## 文档节选
──────────────────────────────

Java(TM) SE Runtime Environment (build 1.7.0_05-b06)
Java HotSpot(TM) 64-Bit Server VM (build 23.1-b03, mixed mode)
================
二.解压 hadoop-2.7.1.tar.gz 并配置环境变量
================
1.在/opt下解压hadoop-2.7.1.tar.gz
cd /opt
sudo tar -zvxf hadoop-2.7.1.tar.gz
sudo chown -R feng:root hadoop-2.7.1/
2.修改 /etc/profile
sudo vi /etc/profile
在最下面添加:
export HADOOP_PREFIX=/opt/hadoop-2.7.1
export PATH=$HADOOP_PREFIX/bin:$PATH
3.source /etc/profile 使配置文件生效
4.验证:hadoop version
查看:
Hadoop 2.7.1
Subversion https://git-wip-us.apache.org/repos/asf/hadoop.git -r 15ecc87ccf4a0228f35af08fc56de536e6ce657a
Compiled by jenkins on 2015-06-29T06:04Z
Compiled with protoc 2.5.0
From source with checksum fc0a1a23fc1868e4d5ee7fa2b28a58a
This command was run using /opt/hadoop-2.7.1/share/hadoop/common/hadoop-common-2.7.1.jar
================
三.修改 ulimit open file 和 nproc
================
在文件 /etc/security/limits.conf 添加三行,如:
--------------------------
feng - nofile 32768
feng soft nproc 32000
feng hard nproc 32000
--------------------------
说明 feng 为当前用户
在 /etc/pam.d/common-session 加上这一行:
session required pam_limits.so
否则在 /etc/security/limits.conf上的配置不会生效.
还有注销再登录,这些配置才能生效!
================
四.复制虚拟机
================
1.关闭虚拟机系统,复制虚拟机文件。
目的弄出两个虚拟机1个是master另1个为slave
================
五.修改 hostname 和 /etc/hosts
================
1.修改/etc/hostname
sudo vi /etc/hostname
ubuntu 改为 master 或 slave
修改完成后用命令hostname查看
2.分别修改master和slave
主机master的hostname为master
分机slave的hostname为slave
3.分别修改/etc/hosts
sudo vi /etc/hosts
master和slave虚拟机都改成这样
127.0.0.1 localhost
# 127.0.1.1 ubuntu
10.11.12.45 master
10.11.12.47 slave
验证:用ping master 和 ping slave
================
六.设置 ssh 免密码登陆
================
1.两个机器都要做 ssh localhost 免登陆
执行下面两个命令后:
ssh-keygen -t dsa -P '' -f ~/.ssh/id_dsa
cat ~/.ssh/id_dsa.pub >> ~/.ssh/authorized_keys
用ssh localhost 登陆,应该就不需要输入密码了。

──────────────────────────────

## 要做的事
1. 根据这篇 Hadoop 配置笔记,要让 /etc/security/limits.conf 里的配置生效,需要在 /etc/pam.d/common-session 里加上哪一行?
2. 说出记录里有多少行含有字符串"green",大小写要区分,只写数字。

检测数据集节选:

──────────────────────────────

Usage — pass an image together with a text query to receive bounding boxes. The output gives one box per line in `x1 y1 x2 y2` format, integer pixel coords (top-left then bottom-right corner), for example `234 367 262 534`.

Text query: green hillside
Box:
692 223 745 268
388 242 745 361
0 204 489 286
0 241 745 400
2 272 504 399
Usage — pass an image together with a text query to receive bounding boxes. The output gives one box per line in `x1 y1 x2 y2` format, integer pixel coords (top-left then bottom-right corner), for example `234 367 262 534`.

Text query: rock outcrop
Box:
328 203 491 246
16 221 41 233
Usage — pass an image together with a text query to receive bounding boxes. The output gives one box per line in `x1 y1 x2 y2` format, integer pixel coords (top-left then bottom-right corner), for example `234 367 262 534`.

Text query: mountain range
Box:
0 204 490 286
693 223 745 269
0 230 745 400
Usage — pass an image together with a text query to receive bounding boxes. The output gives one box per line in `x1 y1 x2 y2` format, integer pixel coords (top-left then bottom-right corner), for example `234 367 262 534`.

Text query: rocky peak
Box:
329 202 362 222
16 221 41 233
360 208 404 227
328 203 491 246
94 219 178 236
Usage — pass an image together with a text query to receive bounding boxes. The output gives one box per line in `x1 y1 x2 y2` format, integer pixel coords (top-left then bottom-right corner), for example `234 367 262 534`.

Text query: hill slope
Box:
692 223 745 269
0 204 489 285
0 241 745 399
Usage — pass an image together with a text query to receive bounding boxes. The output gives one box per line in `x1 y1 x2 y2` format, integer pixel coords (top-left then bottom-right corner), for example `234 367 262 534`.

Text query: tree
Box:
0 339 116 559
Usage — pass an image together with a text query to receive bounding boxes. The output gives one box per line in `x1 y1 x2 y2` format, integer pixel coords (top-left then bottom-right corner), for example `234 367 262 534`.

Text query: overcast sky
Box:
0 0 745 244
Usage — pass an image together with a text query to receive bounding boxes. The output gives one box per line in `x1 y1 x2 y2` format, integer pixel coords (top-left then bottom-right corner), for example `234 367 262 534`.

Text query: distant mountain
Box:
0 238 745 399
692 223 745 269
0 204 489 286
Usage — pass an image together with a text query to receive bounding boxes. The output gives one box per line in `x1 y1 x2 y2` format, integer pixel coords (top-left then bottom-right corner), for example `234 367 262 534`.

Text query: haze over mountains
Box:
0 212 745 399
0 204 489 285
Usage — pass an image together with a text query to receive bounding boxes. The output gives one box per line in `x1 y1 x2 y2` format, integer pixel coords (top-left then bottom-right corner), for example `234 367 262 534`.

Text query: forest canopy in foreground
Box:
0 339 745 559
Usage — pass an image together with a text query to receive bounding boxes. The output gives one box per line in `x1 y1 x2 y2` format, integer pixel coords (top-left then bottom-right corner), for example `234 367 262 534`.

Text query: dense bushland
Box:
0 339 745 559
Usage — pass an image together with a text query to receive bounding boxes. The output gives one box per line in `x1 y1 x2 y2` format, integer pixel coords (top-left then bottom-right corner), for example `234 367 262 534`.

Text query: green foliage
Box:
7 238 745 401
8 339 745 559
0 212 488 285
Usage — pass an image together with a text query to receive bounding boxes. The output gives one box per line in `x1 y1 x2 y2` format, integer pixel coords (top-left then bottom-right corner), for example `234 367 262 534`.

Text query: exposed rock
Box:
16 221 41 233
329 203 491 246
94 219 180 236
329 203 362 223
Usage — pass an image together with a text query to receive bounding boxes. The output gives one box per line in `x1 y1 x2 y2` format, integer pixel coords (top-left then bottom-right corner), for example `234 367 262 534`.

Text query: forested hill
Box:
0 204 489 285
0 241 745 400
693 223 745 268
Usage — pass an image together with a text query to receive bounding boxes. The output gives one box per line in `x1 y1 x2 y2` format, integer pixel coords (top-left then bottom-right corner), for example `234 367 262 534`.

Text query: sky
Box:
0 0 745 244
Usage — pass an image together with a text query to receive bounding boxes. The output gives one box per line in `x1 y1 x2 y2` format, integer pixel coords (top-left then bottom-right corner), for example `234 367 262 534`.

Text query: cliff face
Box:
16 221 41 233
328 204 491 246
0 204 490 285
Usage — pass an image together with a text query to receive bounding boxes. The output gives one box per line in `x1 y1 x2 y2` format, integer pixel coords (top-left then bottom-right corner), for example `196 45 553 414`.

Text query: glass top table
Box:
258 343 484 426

──────────────────────────────

## 答案
1. session required pam_limits.so

2. 2